**Work instructions**
Every entry that appears below is to be output exactly.

Referring expression data:
........
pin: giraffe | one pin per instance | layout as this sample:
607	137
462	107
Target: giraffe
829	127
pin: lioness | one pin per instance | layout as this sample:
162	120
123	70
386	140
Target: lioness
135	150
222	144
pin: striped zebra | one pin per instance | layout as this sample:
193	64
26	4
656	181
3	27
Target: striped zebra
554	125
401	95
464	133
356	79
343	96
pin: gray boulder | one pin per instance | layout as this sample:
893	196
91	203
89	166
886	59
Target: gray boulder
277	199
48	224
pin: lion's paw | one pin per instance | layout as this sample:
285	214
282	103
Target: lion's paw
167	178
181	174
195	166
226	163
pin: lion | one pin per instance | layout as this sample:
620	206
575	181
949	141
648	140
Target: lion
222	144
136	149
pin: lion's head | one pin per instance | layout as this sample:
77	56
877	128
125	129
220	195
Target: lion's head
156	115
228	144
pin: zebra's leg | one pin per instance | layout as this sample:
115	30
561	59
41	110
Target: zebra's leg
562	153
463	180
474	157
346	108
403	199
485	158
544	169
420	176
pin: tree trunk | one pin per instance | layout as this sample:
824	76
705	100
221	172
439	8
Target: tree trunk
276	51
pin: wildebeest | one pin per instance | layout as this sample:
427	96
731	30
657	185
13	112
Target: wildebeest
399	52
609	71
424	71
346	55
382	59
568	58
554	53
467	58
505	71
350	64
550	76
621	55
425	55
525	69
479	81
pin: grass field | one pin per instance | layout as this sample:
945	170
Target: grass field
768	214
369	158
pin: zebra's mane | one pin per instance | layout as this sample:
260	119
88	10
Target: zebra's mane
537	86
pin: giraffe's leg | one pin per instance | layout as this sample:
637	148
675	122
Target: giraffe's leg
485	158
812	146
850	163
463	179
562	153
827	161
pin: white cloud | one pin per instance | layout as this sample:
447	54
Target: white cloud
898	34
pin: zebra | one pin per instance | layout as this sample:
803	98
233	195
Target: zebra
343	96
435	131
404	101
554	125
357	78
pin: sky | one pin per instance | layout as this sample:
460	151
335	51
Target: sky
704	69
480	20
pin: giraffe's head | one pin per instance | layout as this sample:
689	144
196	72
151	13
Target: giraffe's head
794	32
........
**Solution**
pin: giraffe | one pin per instance | layout as this sample:
607	137
462	107
Target: giraffe
829	127
pin: lioness | one pin per instance | layout as this sample:
162	120
123	70
386	140
Target: lioness
135	150
222	144
pin: striped zebra | one pin per instance | layout as this sample:
193	64
26	4
656	181
3	27
Target: striped zebra
554	125
401	95
464	133
356	79
343	96
pin: gray boulder | one pin per instance | layout as this sample:
893	196
91	203
89	166
886	59
Target: gray boulder
277	199
48	224
pin: lion's paw | one pin per instance | layout as this sample:
285	214
282	103
Target: lion's paw
167	178
181	174
195	166
226	163
pin: lion | one pin per instance | layout as this sample:
620	206
575	181
949	141
648	140
Target: lion
222	144
136	149
pin: lion's head | one pin per instance | layout as this sample:
77	56
877	128
125	129
220	195
Target: lion's head
156	115
228	144
pin: zebra's leg | one pin per instance | layout as this sample:
115	30
561	59
41	110
Target: zebra's leg
562	153
463	180
474	157
346	108
403	199
485	158
544	169
420	176
pin: tree trunk | one pin per instance | layout as this sample:
824	76
705	100
221	172
439	8
Target: tree trunk
276	51
pin: wildebeest | one pin per instance | layout as this sample:
427	96
731	30
657	185
13	112
Target: wildebeest
399	52
609	71
424	71
346	55
382	59
568	58
554	53
467	58
505	71
350	64
550	76
621	55
425	55
525	69
479	81
pin: grass field | one pin per instance | layout as this sample:
945	170
Target: grass field
768	214
369	158
pin: zebra's mane | one pin per instance | layout as this sample:
260	119
88	10
Target: zebra's mane
537	86
pin: giraffe's leg | one pin per instance | layout as this sample:
637	148
675	122
Target: giraffe's leg
485	158
812	146
850	163
463	179
562	153
827	161
pin: white cloud | one pin per instance | layout as this sample:
447	54
Target: white cloud
898	34
pin: zebra | one pin per instance | layout as this sample:
803	98
233	195
Target: zebra
343	96
435	131
404	101
554	125
357	78
pin: sky | one pin per instance | layout as this sample:
460	151
335	51
Target: sky
704	69
480	20
pin: giraffe's head | one pin per instance | layout as this sample:
689	144
196	72
151	13
Target: giraffe's head
794	32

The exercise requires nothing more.